Recipe: Build and Run NAMD on Intel® Xeon® Processors on Single Node

Published: 02/04/2020, Last Updated: 02/04/2020

For cluster run, please refer to the recipe: Build and Run NAMD on Intel® Xeon® Processors on a Cluster

Purpose

This recipe describes a step-by-step process of how to get, build, and run NAMD, Scalable Molecular Dynamic, code on Intel® Xeon® processors for better performance.

Introduction

NAMD is a parallel molecular dynamics code designed for high-performance simulation of large biomolecule systems. Based on Charm++ parallel objects, NAMD scales to hundreds of cores for typical simulations and beyond 500,000 cores for the largest simulations. NAMD uses the popular molecular graphics program VMD for simulation setup and trajectory analysis, but is also file-compatible with AMBER, CHARMM, and X-PLOR.

_SET TASKS_
1) According to the NAMD recipe, which program does NAMD use for simulation setup and trajectory analysis?
2) Reproduce word for word the part of the records that opens with the line containing "pin: dark running" and runs through the end of the records.

Rows from a pointing dataset:
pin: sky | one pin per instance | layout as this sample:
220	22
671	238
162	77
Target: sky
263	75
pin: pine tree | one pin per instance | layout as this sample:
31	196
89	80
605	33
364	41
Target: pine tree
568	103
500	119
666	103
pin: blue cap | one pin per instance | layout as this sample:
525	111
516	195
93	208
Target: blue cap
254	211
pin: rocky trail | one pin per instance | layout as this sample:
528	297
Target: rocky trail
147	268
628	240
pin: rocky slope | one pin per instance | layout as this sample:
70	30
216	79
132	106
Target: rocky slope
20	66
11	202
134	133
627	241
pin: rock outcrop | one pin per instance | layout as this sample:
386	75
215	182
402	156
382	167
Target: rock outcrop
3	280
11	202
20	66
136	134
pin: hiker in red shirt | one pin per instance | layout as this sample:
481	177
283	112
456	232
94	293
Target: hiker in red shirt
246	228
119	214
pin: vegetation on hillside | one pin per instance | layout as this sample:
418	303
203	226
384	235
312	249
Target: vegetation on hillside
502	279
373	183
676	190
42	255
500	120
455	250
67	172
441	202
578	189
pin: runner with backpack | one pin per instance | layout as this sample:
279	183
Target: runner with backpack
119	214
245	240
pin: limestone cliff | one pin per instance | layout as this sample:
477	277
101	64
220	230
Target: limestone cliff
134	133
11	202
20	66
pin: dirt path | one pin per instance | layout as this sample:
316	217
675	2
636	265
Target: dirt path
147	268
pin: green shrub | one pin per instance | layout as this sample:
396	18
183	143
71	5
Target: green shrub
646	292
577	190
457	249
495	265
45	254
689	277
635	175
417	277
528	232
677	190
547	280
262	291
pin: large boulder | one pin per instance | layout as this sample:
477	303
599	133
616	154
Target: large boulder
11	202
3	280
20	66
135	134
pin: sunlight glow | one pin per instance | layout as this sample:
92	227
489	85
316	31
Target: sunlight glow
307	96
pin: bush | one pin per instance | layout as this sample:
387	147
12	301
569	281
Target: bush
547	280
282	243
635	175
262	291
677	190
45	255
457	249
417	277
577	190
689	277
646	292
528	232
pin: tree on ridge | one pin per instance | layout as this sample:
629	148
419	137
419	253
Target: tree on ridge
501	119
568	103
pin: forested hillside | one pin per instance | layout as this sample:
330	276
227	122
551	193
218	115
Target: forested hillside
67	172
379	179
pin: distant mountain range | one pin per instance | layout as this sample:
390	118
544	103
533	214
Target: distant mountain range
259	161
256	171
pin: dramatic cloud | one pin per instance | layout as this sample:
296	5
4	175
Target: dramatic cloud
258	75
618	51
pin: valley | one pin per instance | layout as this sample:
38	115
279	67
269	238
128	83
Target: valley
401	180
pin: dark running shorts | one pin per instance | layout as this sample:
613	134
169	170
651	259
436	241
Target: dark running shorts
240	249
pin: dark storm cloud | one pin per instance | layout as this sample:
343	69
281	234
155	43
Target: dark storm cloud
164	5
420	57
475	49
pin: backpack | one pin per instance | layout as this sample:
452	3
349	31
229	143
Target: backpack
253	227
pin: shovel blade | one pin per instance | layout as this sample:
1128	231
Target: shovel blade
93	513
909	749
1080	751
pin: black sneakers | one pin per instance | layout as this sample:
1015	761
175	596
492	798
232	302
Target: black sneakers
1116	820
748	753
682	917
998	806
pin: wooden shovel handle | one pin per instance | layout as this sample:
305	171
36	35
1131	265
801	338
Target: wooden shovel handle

_RESPONSES TO THE EXERCISE_
1) VMD, a popular molecular graphics program.

2)
pin: dark running shorts | one pin per instance | layout as this sample:
613	134
169	170
651	259
436	241
Target: dark running shorts
240	249
pin: dark storm cloud | one pin per instance | layout as this sample:
343	69
281	234
155	43
Target: dark storm cloud
164	5
420	57
475	49
pin: backpack | one pin per instance | layout as this sample:
452	3
349	31
229	143
Target: backpack
253	227
pin: shovel blade | one pin per instance | layout as this sample:
1128	231
Target: shovel blade
93	513
909	749
1080	751
pin: black sneakers | one pin per instance | layout as this sample:
1015	761
175	596
492	798
232	302
Target: black sneakers
1116	820
748	753
682	917
998	806
pin: wooden shovel handle | one pin per instance | layout as this sample:
305	171
36	35
1131	265
801	338
Target: wooden shovel handle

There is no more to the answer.